Report every line in the records below that contains the string "wall", copying each such line in full. Letter case matters.

[Exercise data start]

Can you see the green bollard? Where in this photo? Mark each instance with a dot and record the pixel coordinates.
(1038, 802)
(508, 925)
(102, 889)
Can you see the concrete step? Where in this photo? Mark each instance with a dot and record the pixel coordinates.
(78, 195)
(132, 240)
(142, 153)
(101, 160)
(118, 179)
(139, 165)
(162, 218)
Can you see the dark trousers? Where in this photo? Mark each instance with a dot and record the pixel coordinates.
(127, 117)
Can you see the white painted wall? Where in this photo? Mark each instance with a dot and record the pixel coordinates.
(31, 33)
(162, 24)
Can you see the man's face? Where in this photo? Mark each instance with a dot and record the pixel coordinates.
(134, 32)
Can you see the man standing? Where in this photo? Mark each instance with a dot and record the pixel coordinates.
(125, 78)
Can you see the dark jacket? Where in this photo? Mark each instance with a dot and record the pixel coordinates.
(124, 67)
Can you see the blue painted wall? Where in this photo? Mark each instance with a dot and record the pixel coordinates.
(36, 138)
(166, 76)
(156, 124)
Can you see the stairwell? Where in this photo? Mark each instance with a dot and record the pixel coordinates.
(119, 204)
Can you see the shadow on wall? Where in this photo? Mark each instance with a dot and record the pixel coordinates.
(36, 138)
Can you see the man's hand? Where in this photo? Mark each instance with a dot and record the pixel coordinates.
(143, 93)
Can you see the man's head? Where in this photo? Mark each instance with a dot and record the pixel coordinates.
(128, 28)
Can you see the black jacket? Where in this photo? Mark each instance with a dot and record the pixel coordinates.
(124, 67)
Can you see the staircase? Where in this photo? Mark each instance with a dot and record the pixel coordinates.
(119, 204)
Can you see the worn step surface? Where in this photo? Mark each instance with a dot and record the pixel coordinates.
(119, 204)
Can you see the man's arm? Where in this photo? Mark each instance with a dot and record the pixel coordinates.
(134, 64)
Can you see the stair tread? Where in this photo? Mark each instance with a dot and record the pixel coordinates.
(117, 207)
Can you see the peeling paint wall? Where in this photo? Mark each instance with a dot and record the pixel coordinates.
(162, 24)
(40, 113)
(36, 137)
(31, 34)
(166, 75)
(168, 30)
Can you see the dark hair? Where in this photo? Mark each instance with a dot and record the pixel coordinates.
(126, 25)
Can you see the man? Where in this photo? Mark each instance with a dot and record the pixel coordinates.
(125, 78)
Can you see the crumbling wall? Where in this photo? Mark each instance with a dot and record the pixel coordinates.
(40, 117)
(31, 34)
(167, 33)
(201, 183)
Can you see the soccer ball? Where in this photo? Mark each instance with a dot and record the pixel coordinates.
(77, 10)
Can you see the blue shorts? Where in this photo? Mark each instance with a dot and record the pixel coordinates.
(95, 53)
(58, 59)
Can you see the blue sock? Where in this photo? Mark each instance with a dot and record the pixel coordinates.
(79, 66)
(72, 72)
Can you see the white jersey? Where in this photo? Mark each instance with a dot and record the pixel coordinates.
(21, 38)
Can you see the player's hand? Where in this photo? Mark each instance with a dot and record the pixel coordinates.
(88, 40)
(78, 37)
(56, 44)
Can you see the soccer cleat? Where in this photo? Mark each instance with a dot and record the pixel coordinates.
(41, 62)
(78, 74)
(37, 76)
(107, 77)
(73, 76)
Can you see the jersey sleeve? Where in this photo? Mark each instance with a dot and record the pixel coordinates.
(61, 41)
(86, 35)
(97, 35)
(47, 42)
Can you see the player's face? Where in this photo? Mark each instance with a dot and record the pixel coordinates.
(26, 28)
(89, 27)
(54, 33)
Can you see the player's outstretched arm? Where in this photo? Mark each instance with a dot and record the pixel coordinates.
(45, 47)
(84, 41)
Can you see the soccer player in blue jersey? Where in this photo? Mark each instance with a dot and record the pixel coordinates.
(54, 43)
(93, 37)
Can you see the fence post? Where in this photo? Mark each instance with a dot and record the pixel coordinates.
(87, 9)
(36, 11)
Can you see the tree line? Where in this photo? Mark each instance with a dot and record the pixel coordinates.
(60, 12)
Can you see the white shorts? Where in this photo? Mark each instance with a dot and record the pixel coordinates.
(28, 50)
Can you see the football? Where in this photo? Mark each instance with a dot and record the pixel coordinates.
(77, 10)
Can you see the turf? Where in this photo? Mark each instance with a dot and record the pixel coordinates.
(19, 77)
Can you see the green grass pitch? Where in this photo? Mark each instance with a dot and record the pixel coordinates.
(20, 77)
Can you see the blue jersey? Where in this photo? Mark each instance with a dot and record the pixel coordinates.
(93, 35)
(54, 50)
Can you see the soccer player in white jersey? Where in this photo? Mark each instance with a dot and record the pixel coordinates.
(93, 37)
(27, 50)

[Exercise data end]
[Exercise data start]

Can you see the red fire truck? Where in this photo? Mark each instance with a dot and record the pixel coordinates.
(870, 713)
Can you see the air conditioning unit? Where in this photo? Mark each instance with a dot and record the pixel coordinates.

[Exercise data end]

Solution to this exercise:
Can you see the white painted wall? Where in this photo? Mark each instance with a dot and record the pixel coordinates.
Can you see the blue painted wall? Where in this photo? Mark each instance with a dot and record the pixel coordinates.
Can you see the shadow on wall? Where in this photo? Mark each instance with a dot and record the pixel coordinates.
Can you see the peeling paint wall? Where in this photo? Mark each instance with a dot and record the pixel coordinates.
Can you see the crumbling wall? Where in this photo? Mark each instance with a dot and record the pixel coordinates.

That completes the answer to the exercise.